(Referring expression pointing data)
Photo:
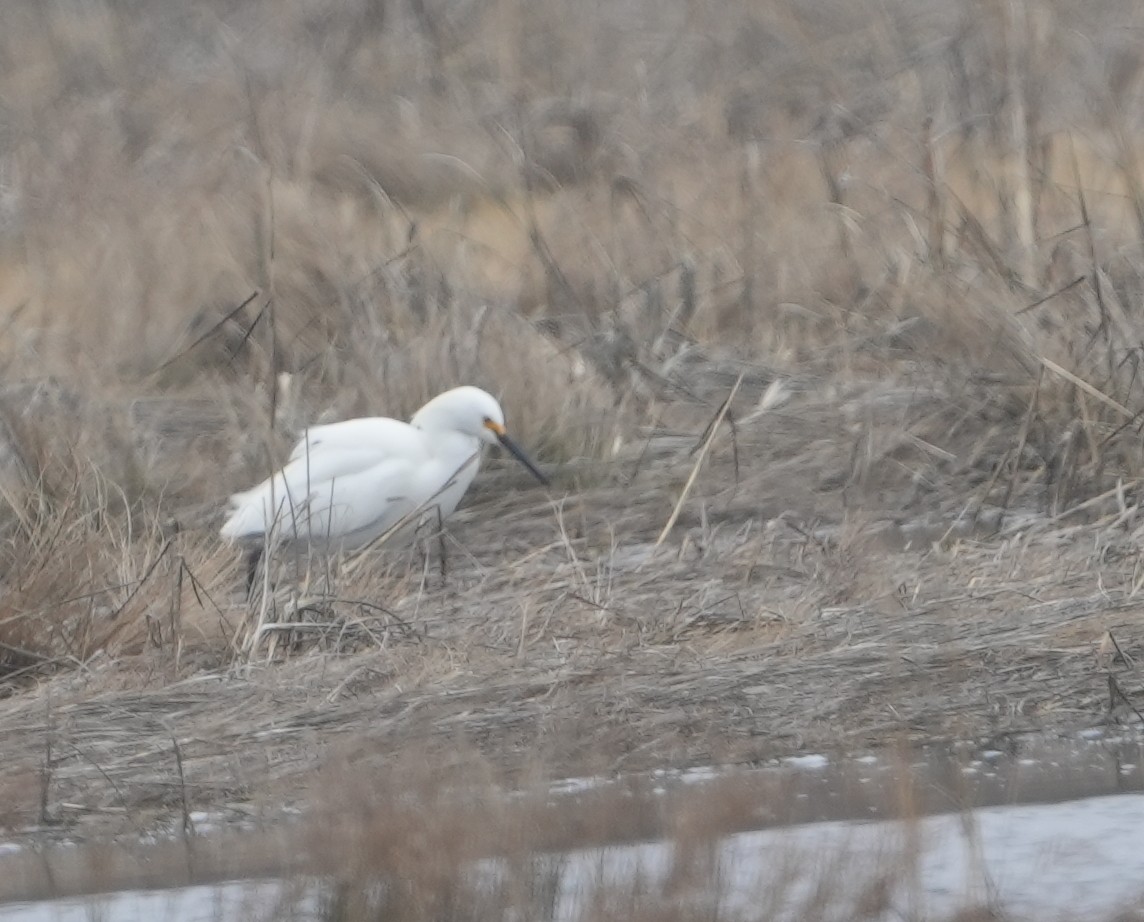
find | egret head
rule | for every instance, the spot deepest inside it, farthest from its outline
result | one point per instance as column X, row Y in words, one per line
column 475, row 413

[WORK TASK]
Output exactly the lines between the one containing "result | one" and the final line above, both inclusive.

[REPLY]
result | one point per instance as column X, row Y in words, one per line
column 475, row 413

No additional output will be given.